→ **DATASET EXTRACT**

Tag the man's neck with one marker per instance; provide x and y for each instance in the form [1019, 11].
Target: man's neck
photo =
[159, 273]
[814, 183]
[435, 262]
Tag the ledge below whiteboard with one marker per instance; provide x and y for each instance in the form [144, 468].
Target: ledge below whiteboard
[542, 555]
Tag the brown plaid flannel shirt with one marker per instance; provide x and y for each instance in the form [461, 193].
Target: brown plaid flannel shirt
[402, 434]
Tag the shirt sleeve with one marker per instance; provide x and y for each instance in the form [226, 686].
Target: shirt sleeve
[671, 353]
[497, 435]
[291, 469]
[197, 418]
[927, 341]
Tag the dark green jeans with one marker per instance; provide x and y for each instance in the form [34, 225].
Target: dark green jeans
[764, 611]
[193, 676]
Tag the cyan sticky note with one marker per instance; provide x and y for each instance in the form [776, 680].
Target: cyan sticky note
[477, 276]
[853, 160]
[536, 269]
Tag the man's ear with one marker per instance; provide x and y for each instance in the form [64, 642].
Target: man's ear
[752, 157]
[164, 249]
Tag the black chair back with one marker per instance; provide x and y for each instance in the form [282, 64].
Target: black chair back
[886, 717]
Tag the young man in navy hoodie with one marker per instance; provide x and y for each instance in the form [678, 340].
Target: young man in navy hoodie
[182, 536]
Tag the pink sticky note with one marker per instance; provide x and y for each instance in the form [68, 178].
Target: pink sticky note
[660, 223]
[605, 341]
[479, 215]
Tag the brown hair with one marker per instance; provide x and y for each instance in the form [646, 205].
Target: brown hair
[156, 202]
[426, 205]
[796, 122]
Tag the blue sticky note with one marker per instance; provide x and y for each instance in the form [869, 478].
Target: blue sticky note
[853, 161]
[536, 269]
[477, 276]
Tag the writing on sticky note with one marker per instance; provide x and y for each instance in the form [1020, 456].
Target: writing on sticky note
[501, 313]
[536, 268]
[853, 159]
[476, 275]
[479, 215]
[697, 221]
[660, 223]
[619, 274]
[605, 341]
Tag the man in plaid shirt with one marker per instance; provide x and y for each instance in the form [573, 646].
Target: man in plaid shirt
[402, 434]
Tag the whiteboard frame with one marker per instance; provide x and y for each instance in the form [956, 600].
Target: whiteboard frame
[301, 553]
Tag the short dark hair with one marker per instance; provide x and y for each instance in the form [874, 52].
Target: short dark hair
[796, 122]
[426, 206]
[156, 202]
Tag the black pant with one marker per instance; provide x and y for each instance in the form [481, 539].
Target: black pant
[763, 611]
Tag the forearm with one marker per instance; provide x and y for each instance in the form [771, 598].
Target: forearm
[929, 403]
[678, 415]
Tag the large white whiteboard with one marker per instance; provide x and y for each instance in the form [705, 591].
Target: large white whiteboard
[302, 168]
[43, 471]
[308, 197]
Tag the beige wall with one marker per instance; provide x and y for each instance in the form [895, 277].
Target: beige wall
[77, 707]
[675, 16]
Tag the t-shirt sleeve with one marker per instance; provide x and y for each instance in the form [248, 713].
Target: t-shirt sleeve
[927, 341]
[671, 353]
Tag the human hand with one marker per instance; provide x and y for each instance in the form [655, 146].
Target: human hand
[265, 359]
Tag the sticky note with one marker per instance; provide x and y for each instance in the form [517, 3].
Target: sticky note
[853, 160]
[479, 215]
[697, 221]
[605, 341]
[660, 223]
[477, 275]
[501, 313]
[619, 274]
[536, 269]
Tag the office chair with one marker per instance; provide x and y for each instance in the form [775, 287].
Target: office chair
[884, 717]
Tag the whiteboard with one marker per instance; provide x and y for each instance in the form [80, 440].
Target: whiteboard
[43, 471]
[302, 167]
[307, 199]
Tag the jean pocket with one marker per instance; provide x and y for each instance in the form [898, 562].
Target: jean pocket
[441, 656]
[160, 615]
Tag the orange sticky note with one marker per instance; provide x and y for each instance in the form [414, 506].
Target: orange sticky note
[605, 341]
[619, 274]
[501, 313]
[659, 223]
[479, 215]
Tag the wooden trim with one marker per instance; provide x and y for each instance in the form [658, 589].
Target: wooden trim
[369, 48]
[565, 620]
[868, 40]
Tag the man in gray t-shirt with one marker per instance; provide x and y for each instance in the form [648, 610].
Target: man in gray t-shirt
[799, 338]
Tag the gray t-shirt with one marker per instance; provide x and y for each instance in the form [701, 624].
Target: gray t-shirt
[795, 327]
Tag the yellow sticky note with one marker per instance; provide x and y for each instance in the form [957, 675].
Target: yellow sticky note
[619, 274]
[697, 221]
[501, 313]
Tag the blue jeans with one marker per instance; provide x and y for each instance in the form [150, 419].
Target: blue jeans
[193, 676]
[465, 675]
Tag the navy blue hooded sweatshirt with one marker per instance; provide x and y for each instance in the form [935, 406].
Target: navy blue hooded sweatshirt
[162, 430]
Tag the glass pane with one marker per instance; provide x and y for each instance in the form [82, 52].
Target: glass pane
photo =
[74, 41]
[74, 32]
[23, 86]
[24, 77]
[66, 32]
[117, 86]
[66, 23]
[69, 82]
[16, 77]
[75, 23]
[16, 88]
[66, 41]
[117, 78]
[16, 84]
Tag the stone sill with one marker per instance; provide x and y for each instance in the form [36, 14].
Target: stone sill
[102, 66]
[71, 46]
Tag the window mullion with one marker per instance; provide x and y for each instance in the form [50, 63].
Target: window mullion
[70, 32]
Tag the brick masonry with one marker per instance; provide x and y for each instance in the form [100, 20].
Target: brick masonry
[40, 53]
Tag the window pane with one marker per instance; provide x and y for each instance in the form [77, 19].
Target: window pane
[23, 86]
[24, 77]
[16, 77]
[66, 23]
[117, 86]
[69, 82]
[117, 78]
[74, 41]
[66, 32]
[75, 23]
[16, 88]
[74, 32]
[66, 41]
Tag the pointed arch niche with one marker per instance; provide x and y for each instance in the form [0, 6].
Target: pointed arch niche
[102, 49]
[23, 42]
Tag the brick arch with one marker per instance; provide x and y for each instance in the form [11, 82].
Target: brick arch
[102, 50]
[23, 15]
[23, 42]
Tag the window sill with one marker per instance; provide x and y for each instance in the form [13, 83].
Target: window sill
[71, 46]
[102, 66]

→ **REQUIRED ACTION**
All that is needed is the exact run of lines above from the line containing "Target: brown plaid flannel shirt" through the line containing "Tag the short", both of them included.

→ **ANSWER FOR THIS EXERCISE**
Target: brown plaid flannel shirt
[402, 434]
Tag the shirt sleeve with one marker per instance; provide x and y for each instance in the form [226, 686].
Target: shirt sleeve
[671, 353]
[497, 435]
[291, 469]
[197, 418]
[927, 341]
Tag the dark green jeans with one marker per instance; provide x and y for each instance in the form [34, 225].
Target: dark green jeans
[764, 611]
[193, 676]
Tag the cyan sticky note with one marker per instance; provide x and y for each instance in the form [776, 680].
Target: cyan sticky note
[477, 276]
[853, 160]
[536, 269]
Tag the man's ear with one marker per instance; provide x and y for each instance in the form [64, 642].
Target: man's ear
[752, 157]
[164, 249]
Tag the black chair back with one marker per instance; provide x and y for each instance in the form [282, 64].
Target: black chair back
[886, 717]
Tag the young man in navy hoodie with one marker per instance; provide x and y for each instance in the form [678, 340].
Target: young man in navy hoodie
[182, 536]
Tag the pink sticky note with one marker per instance; provide x and y for each instance in the form [68, 178].
Target: pink sticky note
[660, 223]
[605, 341]
[479, 215]
Tag the brown hair with one marker per instance; provide x and y for each instance in the form [646, 205].
Target: brown hair
[156, 202]
[426, 205]
[796, 122]
Tag the blue sticky note with one marker per instance; provide x and y for each instance in the form [869, 478].
Target: blue sticky note
[853, 161]
[536, 269]
[477, 276]
Tag the writing on sticky note with one marker per instance; provide x and y for each instance in the form [1020, 456].
Target: writing on sticky note
[501, 313]
[536, 268]
[853, 159]
[476, 275]
[479, 215]
[697, 221]
[660, 223]
[619, 274]
[605, 341]
Tag the man in plaid shirt with one marker per instance; provide x and y for each instance in the form [573, 646].
Target: man in plaid shirt
[402, 434]
Tag the whiteboard frame with one marker per instance; provide x and y for each instance in the form [956, 600].
Target: whiteboard frame
[301, 553]
Tag the short dark hair with one marker per instance; provide x and y for each instance in the form [874, 52].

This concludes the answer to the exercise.